» **WRITTEN INSTRUCTION 1**: In the blog excerpt below, shorten the paragraph that begins "Over on the uTest blog" into a single sentence that keeps its main facts.
** start EXCERPTED PASSAGE **
Over on the uTest blog there's a list of some of the high profile bugs that have been in the news recently. There's also plenty of minor bugs around that aren't going to make the news.

Saturday night I switched TV channels to Sky Sports to watch the Spanish football, hit the Info button on the remote to find out who was playing and found out that one of the teams was apparently Deportivo de La Coru204321a

The team is actually Deportivo de La Coruña, seems there was some problem with the ' ñ ' character

Maybe I should subscribe to the foreign film channel to see if there are any other problems, purely in the cause of research of course...

Saturday, 10 January 2009

There in black and white

On the website for the MS book "How We Test Software at Microsoft Alan Page writes about how it felt to have copy of his own book in his hands

Got a small taste of that for myself today
Along with others I'd helped review the latest book from Gojko Adzic - Bridging the Communication Gap and Gojko was nice enough to send me a copy of the published book...
** end EXCERPTED PASSAGE **
» **WRITTEN INSTRUCTION 2**: Return every line of the listing below that contains the string "boat", matching case exactly.
** start RECORDS FOR THIS TASK **
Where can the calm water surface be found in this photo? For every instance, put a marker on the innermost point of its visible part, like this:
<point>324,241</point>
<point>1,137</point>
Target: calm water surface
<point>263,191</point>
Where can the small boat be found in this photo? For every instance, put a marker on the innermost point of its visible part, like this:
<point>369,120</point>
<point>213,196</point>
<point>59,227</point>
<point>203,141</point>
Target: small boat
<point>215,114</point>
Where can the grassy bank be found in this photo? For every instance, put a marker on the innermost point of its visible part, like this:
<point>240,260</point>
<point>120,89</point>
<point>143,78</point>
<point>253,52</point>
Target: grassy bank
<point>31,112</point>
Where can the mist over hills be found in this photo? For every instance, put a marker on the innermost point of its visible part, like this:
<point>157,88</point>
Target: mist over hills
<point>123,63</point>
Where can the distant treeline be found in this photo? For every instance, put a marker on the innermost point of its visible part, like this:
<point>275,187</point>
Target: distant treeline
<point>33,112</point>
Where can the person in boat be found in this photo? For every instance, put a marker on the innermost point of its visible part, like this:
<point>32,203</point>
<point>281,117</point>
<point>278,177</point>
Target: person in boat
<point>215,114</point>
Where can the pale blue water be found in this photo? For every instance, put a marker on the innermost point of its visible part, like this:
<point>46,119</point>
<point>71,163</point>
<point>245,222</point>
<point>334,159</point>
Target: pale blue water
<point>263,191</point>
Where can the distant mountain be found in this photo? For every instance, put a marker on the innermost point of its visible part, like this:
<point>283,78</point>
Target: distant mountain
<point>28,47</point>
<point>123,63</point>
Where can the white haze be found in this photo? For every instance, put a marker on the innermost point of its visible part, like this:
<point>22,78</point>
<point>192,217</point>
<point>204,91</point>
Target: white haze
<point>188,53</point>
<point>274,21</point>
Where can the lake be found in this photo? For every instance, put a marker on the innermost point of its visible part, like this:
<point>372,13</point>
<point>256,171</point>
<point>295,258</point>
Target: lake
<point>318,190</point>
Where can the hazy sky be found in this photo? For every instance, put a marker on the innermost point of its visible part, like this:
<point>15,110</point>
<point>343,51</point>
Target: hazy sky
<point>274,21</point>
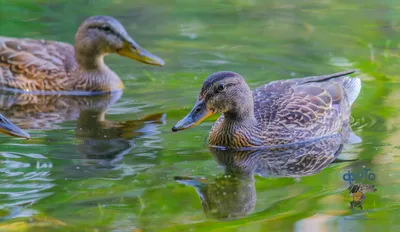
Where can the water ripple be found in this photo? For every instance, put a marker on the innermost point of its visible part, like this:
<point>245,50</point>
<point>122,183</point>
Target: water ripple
<point>24,179</point>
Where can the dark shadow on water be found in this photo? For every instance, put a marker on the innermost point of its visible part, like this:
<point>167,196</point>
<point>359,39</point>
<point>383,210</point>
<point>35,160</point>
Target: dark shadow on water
<point>233,195</point>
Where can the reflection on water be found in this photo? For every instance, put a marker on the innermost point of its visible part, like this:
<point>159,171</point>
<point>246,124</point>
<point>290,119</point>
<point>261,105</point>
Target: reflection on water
<point>233,194</point>
<point>101,144</point>
<point>24,180</point>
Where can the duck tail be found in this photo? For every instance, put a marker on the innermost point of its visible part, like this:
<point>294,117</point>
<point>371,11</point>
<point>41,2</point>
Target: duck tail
<point>352,86</point>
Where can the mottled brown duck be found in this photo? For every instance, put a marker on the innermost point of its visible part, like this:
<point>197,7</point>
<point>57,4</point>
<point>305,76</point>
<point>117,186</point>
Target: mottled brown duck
<point>233,194</point>
<point>281,112</point>
<point>8,128</point>
<point>41,65</point>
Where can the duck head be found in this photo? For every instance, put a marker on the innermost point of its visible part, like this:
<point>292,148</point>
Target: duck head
<point>99,35</point>
<point>222,92</point>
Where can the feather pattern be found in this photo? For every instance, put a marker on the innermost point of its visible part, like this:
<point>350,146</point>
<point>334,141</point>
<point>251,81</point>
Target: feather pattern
<point>288,111</point>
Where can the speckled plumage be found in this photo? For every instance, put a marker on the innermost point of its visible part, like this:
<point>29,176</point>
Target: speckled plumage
<point>288,111</point>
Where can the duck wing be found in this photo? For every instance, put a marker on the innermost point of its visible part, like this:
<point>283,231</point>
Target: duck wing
<point>33,65</point>
<point>298,109</point>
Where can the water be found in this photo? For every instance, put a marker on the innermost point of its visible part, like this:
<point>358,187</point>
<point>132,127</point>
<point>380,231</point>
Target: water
<point>128,172</point>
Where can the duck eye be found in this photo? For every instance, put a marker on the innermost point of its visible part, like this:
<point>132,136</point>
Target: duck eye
<point>106,28</point>
<point>221,87</point>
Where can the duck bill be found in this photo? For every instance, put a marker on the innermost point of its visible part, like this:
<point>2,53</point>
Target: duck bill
<point>9,128</point>
<point>132,50</point>
<point>196,116</point>
<point>190,181</point>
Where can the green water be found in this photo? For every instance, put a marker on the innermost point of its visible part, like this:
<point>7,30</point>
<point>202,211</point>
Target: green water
<point>79,173</point>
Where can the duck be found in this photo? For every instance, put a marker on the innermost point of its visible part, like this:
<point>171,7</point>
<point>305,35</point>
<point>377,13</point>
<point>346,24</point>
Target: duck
<point>95,136</point>
<point>232,195</point>
<point>280,112</point>
<point>9,128</point>
<point>50,66</point>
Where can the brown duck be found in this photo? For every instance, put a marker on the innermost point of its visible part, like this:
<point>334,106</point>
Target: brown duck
<point>233,194</point>
<point>39,65</point>
<point>281,112</point>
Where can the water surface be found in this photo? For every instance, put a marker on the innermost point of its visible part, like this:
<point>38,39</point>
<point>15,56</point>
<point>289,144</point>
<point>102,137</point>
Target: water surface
<point>111,163</point>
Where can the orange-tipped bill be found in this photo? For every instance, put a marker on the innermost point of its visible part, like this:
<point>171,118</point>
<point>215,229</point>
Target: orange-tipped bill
<point>9,128</point>
<point>132,50</point>
<point>196,116</point>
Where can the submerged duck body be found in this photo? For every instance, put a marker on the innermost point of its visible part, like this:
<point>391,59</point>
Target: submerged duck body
<point>281,112</point>
<point>39,65</point>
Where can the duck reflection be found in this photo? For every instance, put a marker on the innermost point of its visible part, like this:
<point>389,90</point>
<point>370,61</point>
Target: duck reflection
<point>98,138</point>
<point>233,194</point>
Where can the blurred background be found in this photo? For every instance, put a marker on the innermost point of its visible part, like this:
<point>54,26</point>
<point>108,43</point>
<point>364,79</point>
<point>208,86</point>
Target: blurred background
<point>118,174</point>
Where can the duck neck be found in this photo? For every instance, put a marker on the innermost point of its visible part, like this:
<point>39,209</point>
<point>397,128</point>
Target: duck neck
<point>238,129</point>
<point>89,60</point>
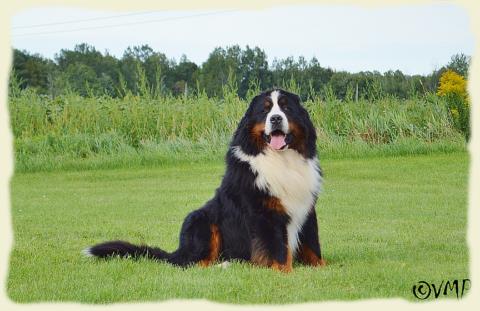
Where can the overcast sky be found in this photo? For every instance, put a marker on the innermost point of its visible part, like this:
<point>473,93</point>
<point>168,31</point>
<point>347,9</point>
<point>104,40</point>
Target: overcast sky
<point>414,39</point>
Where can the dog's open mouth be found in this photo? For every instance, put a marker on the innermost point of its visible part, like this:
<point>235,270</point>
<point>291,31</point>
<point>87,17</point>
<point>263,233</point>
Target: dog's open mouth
<point>277,140</point>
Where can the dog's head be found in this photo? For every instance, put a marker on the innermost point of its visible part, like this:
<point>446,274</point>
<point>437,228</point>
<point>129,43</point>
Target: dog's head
<point>276,119</point>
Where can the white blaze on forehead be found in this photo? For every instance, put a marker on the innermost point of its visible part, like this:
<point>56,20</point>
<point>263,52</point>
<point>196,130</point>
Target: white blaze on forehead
<point>275,110</point>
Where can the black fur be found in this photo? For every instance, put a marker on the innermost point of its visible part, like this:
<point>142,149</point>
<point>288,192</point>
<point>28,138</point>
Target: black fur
<point>238,206</point>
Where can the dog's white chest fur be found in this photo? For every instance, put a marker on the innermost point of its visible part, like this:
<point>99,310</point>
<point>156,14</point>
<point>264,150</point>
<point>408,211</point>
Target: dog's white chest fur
<point>289,177</point>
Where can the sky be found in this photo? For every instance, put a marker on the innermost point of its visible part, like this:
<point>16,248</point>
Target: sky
<point>416,39</point>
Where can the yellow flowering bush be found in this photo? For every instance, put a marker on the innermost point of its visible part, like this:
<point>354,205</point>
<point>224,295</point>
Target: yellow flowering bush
<point>453,87</point>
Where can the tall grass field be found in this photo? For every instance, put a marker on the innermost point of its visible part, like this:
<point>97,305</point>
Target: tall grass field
<point>76,132</point>
<point>392,212</point>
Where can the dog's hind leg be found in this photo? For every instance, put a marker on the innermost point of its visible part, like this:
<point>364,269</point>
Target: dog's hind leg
<point>200,241</point>
<point>309,247</point>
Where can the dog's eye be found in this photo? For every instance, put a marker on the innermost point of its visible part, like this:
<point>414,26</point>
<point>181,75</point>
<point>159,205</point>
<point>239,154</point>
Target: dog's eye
<point>266,106</point>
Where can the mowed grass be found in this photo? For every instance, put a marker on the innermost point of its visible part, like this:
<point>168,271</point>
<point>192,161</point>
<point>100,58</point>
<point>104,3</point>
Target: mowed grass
<point>385,224</point>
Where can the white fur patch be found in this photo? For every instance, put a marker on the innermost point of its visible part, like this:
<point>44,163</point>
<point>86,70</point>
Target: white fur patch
<point>276,110</point>
<point>291,178</point>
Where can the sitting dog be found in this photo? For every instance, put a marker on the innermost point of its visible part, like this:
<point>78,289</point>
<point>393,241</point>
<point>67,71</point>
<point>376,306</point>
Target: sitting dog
<point>264,209</point>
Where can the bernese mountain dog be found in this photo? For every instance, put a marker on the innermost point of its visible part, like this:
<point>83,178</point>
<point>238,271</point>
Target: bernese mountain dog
<point>264,209</point>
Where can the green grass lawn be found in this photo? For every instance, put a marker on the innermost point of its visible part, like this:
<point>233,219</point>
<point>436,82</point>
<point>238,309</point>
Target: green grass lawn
<point>385,224</point>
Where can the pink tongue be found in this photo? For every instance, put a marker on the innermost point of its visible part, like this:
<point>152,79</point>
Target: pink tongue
<point>277,142</point>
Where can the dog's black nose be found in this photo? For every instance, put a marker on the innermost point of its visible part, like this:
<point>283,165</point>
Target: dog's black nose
<point>276,119</point>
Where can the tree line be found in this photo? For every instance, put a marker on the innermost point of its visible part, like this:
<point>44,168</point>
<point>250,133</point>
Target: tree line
<point>143,71</point>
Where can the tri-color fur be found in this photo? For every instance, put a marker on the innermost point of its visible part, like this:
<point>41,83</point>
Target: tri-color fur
<point>264,209</point>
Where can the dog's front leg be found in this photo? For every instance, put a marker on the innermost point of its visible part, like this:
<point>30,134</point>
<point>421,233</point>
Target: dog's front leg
<point>269,243</point>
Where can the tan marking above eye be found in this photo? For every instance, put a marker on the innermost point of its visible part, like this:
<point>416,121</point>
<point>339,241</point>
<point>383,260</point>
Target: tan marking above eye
<point>267,104</point>
<point>283,103</point>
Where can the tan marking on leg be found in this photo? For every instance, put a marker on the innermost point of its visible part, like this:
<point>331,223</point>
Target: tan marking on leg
<point>215,244</point>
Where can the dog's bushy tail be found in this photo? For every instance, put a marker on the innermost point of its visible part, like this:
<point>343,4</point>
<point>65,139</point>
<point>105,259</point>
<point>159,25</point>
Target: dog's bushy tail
<point>126,250</point>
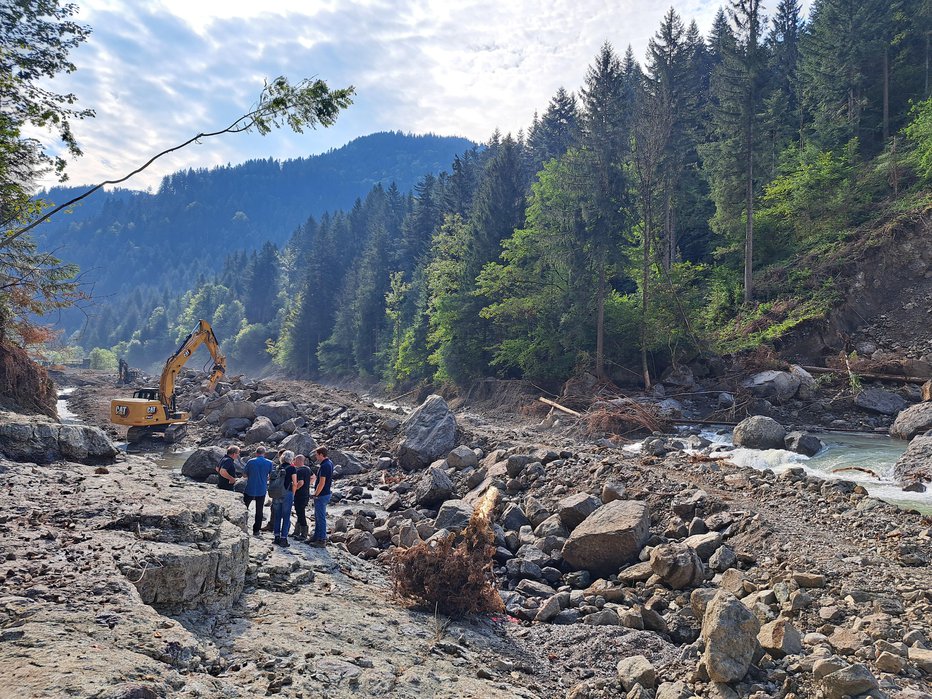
** end RECORDS FOR THIS TASK **
» **RESPONSE 1**: The uTest blog lists some high-profile bugs recently in the news, but there are also plenty of minor bugs that won't make the news.

» **RESPONSE 2**:
Where can the small boat be found in this photo? For every instance, put a marker on the innermost point of its visible part, like this:
Target: small boat
Where can the person in boat be found in this photo? For every instance, put a marker on the innermost point of its visible part, like this:
Target: person in boat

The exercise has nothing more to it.